PROBLEM
Every line that contains "yellow" must be located and copied from the data.

DATA RECORDS

►

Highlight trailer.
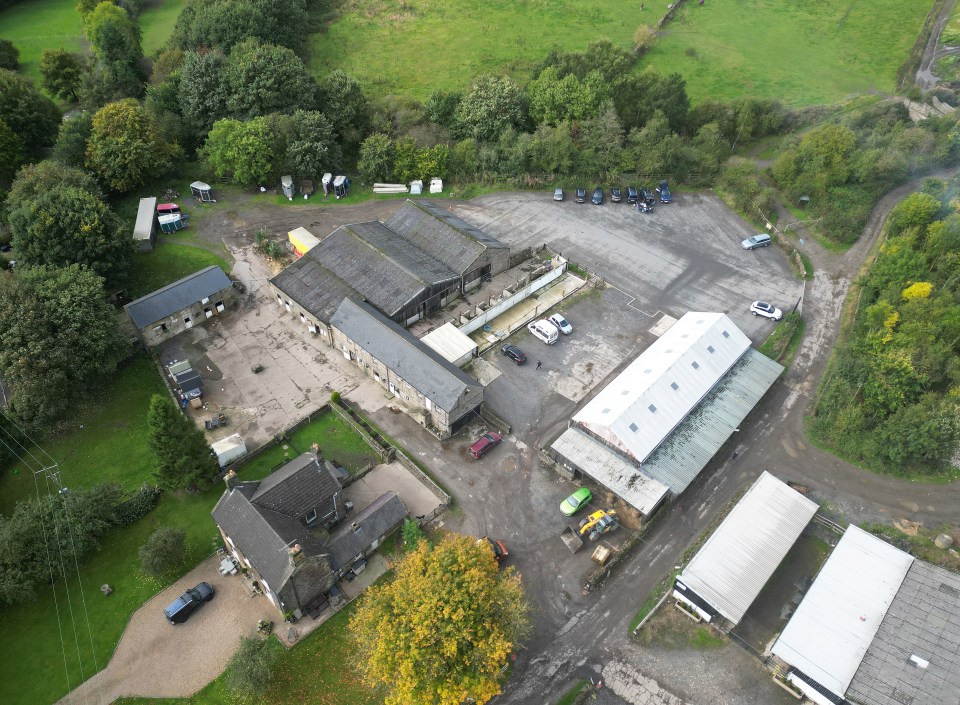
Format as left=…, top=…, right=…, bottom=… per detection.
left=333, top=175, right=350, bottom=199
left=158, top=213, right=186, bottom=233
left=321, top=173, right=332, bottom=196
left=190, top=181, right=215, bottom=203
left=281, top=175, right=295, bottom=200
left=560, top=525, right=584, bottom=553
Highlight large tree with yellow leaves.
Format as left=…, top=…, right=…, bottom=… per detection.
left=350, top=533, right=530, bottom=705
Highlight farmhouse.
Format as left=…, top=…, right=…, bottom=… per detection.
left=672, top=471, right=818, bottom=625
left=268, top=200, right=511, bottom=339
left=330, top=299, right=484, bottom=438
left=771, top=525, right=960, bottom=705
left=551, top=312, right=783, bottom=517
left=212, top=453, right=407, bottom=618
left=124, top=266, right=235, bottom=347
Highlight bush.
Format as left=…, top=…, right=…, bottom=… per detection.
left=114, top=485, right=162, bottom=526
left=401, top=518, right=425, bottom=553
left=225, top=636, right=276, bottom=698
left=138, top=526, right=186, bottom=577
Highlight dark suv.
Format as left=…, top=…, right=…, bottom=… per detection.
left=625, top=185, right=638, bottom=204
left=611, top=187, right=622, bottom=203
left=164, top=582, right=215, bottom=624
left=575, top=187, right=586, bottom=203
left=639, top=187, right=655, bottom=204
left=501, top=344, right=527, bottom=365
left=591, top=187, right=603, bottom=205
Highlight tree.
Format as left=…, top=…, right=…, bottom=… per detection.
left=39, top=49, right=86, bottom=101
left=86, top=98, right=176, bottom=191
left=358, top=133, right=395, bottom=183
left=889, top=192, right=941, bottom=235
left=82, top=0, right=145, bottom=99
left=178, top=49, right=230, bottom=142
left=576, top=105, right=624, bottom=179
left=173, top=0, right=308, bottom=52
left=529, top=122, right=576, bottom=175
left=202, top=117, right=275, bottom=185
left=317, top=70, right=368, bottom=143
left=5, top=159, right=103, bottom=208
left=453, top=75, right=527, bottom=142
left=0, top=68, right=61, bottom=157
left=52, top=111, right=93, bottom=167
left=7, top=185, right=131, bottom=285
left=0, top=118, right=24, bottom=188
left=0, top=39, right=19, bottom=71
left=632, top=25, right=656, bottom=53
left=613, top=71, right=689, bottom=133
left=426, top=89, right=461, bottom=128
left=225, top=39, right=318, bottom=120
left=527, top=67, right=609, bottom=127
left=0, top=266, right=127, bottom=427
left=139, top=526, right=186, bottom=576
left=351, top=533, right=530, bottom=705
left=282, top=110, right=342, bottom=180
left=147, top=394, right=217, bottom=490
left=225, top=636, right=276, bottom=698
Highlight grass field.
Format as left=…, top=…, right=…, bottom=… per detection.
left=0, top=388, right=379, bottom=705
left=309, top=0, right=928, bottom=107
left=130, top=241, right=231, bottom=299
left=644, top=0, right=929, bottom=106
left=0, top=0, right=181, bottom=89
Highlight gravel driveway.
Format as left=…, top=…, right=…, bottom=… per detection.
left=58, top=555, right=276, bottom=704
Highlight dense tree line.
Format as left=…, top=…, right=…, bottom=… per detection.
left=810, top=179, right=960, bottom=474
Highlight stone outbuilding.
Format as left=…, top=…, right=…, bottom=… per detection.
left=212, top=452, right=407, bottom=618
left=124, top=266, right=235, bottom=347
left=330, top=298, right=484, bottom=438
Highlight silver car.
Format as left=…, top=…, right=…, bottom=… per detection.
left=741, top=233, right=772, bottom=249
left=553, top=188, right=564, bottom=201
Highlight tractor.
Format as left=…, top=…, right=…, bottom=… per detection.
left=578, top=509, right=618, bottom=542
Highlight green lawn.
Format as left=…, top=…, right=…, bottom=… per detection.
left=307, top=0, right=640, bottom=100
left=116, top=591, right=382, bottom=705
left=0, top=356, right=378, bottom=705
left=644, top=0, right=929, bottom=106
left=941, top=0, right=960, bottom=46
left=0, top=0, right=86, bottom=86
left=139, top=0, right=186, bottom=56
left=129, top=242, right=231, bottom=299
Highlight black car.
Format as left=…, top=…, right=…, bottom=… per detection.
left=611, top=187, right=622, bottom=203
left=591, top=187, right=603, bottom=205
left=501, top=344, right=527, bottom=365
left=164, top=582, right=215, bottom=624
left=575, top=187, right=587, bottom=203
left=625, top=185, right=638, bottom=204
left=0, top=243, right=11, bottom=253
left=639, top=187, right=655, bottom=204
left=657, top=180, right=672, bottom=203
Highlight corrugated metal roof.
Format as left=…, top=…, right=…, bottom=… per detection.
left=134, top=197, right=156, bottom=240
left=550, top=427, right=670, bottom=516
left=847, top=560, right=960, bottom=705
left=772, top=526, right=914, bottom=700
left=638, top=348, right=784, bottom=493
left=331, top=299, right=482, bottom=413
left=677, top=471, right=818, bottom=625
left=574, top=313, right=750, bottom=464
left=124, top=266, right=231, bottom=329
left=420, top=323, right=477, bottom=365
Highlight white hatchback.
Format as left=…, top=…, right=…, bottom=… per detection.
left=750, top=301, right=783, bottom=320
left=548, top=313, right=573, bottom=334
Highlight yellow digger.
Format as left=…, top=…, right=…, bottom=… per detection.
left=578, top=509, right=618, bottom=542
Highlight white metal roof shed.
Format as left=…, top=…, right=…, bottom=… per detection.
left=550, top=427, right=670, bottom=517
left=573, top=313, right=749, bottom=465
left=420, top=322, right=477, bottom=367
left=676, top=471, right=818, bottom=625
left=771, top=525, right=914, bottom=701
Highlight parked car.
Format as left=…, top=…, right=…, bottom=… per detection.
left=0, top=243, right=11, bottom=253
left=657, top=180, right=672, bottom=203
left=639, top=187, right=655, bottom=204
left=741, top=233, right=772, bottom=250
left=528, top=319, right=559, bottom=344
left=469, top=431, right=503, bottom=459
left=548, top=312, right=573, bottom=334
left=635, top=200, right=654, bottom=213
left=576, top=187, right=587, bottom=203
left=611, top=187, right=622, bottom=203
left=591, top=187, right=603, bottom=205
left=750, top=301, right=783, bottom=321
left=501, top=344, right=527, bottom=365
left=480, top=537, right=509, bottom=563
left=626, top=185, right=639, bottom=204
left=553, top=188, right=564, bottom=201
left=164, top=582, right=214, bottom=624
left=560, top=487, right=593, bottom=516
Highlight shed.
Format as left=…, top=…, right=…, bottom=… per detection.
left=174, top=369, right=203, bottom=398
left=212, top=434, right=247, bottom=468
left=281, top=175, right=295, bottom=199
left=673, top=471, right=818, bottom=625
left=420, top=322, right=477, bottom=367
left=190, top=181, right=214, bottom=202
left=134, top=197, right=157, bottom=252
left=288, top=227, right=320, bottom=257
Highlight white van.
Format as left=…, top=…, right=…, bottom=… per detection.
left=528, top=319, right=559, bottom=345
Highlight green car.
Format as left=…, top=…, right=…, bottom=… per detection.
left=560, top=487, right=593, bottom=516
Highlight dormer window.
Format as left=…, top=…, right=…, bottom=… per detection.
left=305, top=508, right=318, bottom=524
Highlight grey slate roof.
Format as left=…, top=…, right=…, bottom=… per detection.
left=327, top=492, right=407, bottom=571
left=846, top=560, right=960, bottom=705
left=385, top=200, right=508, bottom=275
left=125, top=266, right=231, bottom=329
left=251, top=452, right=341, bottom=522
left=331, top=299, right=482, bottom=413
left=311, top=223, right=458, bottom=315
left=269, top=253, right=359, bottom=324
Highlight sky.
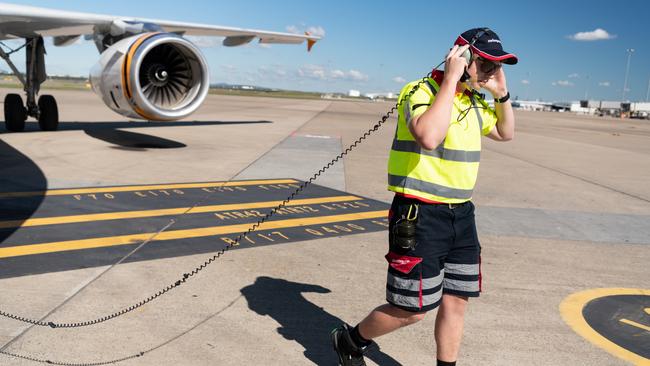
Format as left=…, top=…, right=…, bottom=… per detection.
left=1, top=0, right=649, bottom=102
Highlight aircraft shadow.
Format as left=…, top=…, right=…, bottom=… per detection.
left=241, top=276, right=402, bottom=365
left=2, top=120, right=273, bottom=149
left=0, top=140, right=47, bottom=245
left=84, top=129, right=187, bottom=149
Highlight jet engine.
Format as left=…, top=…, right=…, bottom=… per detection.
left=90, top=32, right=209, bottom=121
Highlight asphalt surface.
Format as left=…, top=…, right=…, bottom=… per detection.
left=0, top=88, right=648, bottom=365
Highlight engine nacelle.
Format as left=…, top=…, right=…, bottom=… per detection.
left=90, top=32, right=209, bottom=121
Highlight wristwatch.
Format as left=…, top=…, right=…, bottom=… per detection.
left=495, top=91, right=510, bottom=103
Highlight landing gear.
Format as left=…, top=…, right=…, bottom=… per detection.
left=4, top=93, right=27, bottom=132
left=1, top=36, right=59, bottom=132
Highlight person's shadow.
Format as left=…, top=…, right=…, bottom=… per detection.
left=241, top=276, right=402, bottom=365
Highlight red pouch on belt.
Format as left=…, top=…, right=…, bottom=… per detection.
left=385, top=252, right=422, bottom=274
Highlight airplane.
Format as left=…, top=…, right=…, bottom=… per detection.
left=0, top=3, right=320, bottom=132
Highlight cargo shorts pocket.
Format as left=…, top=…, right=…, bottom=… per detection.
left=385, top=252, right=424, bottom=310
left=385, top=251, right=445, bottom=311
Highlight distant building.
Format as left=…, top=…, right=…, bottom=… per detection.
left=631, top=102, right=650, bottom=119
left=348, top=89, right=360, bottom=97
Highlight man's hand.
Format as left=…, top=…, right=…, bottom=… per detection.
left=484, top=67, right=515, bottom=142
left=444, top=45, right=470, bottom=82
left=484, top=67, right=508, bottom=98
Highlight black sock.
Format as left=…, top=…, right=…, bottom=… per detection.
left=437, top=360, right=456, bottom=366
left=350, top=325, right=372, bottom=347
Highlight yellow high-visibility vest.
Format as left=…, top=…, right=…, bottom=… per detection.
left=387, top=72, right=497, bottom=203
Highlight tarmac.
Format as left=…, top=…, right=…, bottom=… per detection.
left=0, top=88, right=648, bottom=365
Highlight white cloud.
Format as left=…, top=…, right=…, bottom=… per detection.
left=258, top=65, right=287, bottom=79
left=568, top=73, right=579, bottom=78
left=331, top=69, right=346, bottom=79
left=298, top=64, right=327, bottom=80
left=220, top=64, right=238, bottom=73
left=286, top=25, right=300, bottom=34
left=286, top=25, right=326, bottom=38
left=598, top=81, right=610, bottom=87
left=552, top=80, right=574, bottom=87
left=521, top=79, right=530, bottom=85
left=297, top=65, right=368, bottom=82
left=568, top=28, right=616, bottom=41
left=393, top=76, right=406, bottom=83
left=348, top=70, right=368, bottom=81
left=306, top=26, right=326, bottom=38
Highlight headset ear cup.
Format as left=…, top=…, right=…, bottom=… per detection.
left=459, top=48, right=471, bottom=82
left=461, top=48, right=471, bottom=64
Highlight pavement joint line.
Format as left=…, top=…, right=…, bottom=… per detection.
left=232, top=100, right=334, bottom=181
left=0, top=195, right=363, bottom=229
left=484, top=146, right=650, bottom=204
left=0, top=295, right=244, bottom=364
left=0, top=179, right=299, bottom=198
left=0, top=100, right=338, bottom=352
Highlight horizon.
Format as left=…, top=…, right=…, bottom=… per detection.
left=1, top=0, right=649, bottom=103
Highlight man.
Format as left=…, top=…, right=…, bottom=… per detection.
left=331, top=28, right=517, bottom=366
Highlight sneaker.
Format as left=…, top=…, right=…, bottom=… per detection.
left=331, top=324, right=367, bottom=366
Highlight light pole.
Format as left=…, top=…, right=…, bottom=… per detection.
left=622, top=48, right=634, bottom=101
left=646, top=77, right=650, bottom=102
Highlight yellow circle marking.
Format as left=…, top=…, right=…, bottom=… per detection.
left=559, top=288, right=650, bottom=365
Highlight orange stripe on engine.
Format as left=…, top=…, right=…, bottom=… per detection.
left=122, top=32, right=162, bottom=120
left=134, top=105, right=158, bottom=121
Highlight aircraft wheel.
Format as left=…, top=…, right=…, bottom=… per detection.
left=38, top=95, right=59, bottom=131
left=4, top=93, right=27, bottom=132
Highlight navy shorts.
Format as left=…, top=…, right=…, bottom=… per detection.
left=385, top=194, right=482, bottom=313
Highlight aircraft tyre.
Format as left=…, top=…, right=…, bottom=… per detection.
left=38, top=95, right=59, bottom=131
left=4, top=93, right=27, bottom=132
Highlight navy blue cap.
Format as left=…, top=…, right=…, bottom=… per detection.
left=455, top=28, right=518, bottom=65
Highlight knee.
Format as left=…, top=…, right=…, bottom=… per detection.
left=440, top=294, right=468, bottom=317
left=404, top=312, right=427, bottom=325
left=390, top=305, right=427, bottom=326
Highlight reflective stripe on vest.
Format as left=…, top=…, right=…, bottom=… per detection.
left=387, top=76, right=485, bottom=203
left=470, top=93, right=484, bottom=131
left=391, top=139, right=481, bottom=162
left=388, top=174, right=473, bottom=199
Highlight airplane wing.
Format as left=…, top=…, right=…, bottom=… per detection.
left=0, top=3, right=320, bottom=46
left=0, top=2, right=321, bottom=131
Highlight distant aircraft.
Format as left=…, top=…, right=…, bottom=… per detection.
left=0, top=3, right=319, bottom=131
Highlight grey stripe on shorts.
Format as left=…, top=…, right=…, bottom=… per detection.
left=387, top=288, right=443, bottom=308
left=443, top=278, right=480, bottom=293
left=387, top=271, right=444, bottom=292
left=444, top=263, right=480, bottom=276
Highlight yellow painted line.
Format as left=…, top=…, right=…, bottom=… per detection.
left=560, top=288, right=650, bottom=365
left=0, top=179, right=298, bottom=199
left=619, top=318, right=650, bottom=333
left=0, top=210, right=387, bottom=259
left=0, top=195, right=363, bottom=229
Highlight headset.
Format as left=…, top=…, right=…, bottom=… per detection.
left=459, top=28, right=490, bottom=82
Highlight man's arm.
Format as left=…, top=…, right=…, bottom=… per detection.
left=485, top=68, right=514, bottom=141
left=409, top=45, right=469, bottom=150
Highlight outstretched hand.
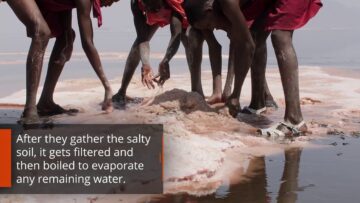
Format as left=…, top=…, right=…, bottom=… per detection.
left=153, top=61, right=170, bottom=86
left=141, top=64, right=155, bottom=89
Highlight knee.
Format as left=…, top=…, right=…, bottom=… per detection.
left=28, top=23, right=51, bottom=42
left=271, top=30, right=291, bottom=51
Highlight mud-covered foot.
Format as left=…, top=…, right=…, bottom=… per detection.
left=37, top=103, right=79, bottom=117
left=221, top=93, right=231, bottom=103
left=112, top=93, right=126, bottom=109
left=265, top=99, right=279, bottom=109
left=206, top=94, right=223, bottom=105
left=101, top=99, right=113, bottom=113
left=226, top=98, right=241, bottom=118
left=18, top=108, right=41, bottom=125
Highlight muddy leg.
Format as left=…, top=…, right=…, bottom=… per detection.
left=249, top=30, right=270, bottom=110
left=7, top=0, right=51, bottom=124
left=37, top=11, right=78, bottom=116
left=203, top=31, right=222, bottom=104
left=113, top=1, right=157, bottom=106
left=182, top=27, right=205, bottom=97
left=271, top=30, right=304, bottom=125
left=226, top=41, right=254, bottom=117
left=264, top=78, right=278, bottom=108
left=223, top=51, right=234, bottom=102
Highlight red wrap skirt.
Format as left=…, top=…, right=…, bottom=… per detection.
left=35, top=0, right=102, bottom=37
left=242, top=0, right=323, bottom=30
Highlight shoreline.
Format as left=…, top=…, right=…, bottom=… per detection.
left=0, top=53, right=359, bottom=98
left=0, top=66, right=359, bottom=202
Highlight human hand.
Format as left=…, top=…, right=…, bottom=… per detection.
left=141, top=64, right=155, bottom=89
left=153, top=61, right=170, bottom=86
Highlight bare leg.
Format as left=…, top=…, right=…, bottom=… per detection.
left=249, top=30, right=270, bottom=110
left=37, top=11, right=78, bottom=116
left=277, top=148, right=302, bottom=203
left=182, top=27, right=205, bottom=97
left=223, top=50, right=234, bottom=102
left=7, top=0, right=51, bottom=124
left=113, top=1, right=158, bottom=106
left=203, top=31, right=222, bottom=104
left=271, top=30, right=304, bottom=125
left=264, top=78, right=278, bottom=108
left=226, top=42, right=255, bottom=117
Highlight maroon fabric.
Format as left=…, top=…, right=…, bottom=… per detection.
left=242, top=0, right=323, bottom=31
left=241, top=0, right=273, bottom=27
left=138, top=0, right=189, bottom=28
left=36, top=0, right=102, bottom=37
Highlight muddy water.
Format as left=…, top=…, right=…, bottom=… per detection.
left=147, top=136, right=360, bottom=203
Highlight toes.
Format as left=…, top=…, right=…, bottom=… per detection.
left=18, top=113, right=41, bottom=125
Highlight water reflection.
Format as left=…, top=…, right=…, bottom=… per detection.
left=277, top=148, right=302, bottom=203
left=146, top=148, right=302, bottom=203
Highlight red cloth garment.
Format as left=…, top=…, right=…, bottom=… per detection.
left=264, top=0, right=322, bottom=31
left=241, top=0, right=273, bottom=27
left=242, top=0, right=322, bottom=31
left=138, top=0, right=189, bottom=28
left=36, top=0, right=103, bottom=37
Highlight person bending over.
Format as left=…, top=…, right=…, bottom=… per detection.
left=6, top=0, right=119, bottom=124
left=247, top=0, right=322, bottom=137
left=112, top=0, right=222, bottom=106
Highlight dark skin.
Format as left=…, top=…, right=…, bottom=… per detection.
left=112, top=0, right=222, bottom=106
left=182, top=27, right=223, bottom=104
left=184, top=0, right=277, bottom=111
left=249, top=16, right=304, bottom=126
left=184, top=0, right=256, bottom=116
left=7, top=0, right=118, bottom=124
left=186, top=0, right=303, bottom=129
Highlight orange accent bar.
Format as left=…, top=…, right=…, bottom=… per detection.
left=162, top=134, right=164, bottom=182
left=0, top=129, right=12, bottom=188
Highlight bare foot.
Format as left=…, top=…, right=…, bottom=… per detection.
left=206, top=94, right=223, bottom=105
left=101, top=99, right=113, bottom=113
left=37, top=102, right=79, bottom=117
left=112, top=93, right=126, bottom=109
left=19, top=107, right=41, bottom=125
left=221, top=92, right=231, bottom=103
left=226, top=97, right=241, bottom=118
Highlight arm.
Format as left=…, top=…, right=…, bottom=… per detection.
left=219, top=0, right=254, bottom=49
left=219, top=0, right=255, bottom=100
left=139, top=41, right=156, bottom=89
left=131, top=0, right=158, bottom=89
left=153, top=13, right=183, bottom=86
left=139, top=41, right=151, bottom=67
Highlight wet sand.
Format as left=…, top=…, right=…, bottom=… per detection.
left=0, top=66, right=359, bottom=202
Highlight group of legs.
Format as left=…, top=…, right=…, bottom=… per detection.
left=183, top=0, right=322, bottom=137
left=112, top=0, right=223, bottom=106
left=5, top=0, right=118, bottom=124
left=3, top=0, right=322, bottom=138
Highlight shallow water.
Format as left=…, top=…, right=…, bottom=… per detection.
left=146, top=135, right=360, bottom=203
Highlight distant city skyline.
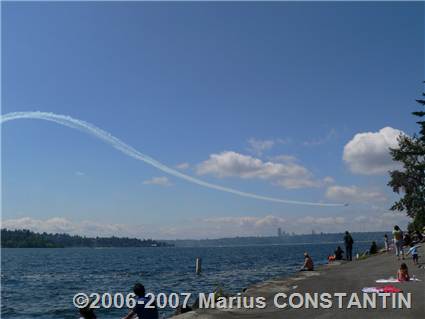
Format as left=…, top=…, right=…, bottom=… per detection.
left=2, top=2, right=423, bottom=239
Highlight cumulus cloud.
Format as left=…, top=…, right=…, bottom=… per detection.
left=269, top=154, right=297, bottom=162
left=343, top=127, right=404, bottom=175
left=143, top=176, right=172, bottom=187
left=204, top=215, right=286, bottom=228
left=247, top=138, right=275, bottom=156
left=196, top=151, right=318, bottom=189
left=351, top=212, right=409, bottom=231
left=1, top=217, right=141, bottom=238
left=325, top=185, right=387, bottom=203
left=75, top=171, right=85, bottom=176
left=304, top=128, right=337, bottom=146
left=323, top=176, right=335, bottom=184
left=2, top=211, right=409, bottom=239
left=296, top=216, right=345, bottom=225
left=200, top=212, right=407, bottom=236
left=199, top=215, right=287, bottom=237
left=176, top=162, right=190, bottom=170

◄

ANSWER TO THE EXERCISE
Highlight large tree with yellow leaves.
Highlight yellow digger.
Highlight yellow high-visibility vest.
Highlight yellow circle marking.
Highlight yellow painted line.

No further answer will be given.